# ESTRATTO DEL DOCUMENTO
━━━━━━━━━━

Presidente Amici, non posso che ribadire che si debba fare tutto il possibile per concludere in questa legislatura l’esame di alcuni provvedimenti molto importanti: norme che incidono sulla vita dei cittadini, sull’economia, sugli investimenti, sulla giustizia, sulla libertà di informazione. In questi anni ho imparato che i tempi dipendono soltanto dalla volontà politica: quando vi è accordo tra le parti il percorso diventa agevole e rapido; non posso allora non augurarmi che ciascun gruppo parlamentare assicuri, nell’interesse del Paese, la propria collaborazione per l’approvazione queste leggi.

Rispetto alle tre specificamente richiamate da lei, credo che rimandare ulteriormente l’approvazione di quella sulla concorrenza restituisca l’immagine di un Paese prigioniero di veti incrociati e incapace di produrre il cambiamento necessario in molti settori strategici per la crescita e lo sviluppo economico e sociale.  Ritengo doveroso procedere speditamente anche sulle norme in materia di candidabilità, eleggibilità e ricollocamento dei magistrati quando scelgono di impegnarsi in politica. Personalmente, nel 2012, quando accettai la candidatura alle elezioni politiche decisi di lasciare definitivamente la magistratura ma, in generale, ritengo sia opportuno trovare un giusto equilibrio tra la necessaria indipendenza tra i poteri legislativo e giudiziario, un ricollocamento fuori dai ruoli inquirenti e giudicanti e il diritto costituzionale di ciascun cittadino, anche magistrato, di ricoprire un incarico elettivo o di governo. Sul tema della diffamazione, dell’abolizione del carcere per i giornalisti e il contenimento delle querele temerarie devo invece constatare che nulla è cambiato dal nostro ultimo incontro: come ho avuto modo di ribadire in moltissime occasioni ritengo che sia di fondamentale importanza garantire ai professionisti dell’informazione la possibilità di svolgere fino in fondo il loro prezioso lavoro, che definisce la qualità del dibattito pubblico e quindi della nostra democrazia.

━━━━━━━━━━

# DATI FORNITI
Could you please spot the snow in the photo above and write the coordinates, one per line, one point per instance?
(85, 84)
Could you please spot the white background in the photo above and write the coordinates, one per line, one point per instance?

━━━━━━━━━━

# DESCRIZIONE DELL'ESERCIZIO
Rispondi alle seguenti domande basandoti sul testo sui provvedimenti legislativi.
(a) Secondo il testo, da che cosa dipendono soltanto i tempi?
(b) Che cosa decise chi parla nel 2012, quando accettò la candidatura alle elezioni politiche?
(c) Che cosa constata chi parla sul tema della diffamazione, dell'abolizione del carcere per i giornalisti e del contenimento delle querele temerarie?

# RISULTATO DELL'ESERCIZIO
(a) I tempi dipendono soltanto dalla volontà politica.
(b) Decise di lasciare definitivamente la magistratura.
(c) Constata che nulla è cambiato dall'ultimo incontro.